题目说明
原样返回下方的行，从包含“Find the wooden bowl;”的那一行开始，到包含“pixel 243 480”的那一行结束，首尾两行均包括在内。

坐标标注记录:

******************************

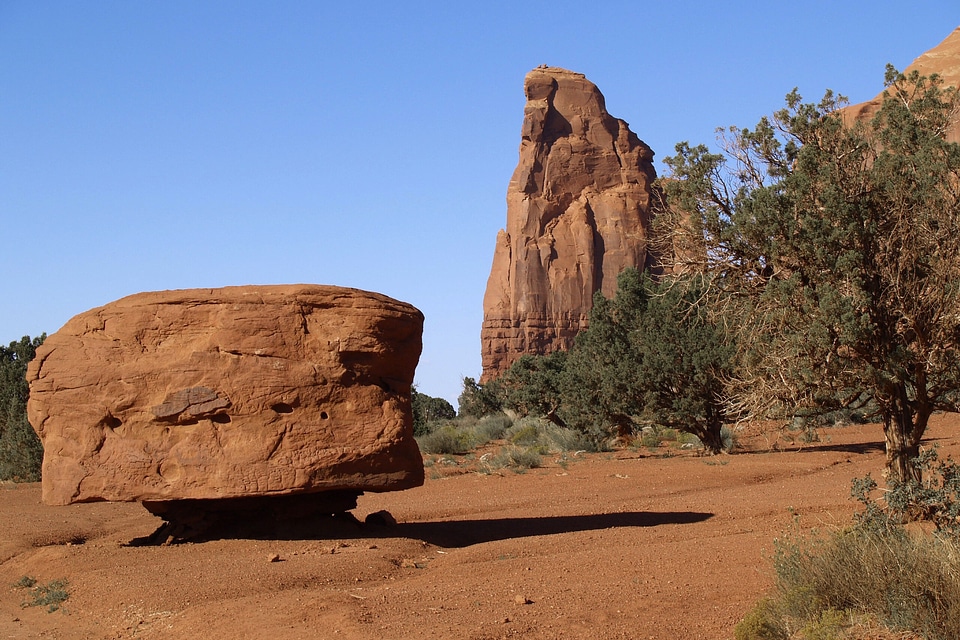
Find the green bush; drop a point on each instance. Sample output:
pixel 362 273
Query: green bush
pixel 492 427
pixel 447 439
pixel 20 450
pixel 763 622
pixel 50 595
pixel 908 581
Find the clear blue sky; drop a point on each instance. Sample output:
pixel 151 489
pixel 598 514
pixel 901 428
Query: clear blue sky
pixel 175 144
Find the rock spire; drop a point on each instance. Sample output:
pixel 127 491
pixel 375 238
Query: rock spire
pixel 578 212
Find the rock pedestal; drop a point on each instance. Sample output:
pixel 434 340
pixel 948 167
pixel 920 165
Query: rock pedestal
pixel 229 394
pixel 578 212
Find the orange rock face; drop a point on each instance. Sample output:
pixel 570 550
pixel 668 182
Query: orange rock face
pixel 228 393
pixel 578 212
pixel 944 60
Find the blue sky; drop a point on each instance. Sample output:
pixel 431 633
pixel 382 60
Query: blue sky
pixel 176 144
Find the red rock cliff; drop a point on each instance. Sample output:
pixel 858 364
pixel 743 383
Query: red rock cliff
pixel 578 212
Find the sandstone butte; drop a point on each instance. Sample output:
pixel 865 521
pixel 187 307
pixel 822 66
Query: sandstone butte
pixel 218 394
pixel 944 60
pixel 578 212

******************************

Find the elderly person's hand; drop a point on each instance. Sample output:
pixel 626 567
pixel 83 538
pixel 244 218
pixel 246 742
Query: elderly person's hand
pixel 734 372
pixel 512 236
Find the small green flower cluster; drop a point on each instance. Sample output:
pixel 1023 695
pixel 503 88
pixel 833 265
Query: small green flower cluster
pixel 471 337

******************************

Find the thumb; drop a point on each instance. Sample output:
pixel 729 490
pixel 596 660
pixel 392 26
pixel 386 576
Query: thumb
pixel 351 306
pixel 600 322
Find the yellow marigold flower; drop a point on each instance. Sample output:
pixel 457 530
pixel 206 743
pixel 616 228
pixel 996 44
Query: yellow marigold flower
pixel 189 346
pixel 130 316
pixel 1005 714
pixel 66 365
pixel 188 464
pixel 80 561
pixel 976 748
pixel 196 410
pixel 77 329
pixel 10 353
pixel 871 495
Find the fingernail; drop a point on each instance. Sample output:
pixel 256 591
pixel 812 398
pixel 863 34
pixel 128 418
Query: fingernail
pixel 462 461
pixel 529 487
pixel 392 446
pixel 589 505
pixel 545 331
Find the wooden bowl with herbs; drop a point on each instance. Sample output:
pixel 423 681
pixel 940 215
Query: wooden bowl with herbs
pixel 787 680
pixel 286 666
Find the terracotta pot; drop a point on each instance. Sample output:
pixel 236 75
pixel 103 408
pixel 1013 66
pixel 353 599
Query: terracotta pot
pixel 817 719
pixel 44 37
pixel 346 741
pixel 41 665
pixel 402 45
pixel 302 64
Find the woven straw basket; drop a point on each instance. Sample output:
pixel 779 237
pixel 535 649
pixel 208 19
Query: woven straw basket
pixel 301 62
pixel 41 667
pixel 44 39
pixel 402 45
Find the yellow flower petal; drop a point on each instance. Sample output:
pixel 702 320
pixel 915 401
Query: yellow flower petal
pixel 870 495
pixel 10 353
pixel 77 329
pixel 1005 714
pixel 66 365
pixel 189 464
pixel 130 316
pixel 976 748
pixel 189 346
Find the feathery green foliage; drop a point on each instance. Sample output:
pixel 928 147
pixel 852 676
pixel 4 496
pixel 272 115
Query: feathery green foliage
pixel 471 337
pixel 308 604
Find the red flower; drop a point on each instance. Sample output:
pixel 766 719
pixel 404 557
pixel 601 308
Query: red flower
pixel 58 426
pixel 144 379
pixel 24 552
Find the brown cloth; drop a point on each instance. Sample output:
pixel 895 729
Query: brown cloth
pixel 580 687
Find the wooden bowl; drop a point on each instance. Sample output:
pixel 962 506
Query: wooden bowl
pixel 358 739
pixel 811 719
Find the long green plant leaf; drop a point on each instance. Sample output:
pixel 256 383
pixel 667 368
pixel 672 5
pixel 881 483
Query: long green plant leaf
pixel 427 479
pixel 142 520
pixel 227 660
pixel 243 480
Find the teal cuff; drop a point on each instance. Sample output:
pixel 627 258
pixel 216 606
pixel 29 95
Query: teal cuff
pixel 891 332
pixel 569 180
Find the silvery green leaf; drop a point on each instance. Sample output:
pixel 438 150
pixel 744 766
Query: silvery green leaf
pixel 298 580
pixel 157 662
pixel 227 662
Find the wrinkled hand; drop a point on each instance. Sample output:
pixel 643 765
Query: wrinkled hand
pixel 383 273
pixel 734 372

******************************

完成结果
Find the wooden bowl; drop a point on each instance. Sample output:
pixel 962 506
Query: wooden bowl
pixel 358 739
pixel 811 719
Find the long green plant leaf; drop a point on each instance. Sample output:
pixel 256 383
pixel 667 368
pixel 672 5
pixel 881 483
Query: long green plant leaf
pixel 427 479
pixel 142 520
pixel 227 660
pixel 243 480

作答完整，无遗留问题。